§ **THE PROBLEM**
The lines below, from the first through the one containing "column 71, row 38", are to be given again exactly, with pictures left out and nothing added.

§ **RECORDS PROVIDED**
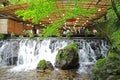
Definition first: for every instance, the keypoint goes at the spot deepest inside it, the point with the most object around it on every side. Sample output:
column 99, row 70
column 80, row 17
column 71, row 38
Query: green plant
column 69, row 34
column 42, row 65
column 1, row 36
column 29, row 34
column 12, row 35
column 87, row 32
column 21, row 36
column 37, row 12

§ **SOLUTION FOR THIS TASK**
Definition first: for every instance, the keypoint goes at the spot deepest inside it, the point with the most object around it on every side. Sample output:
column 99, row 70
column 80, row 17
column 71, row 38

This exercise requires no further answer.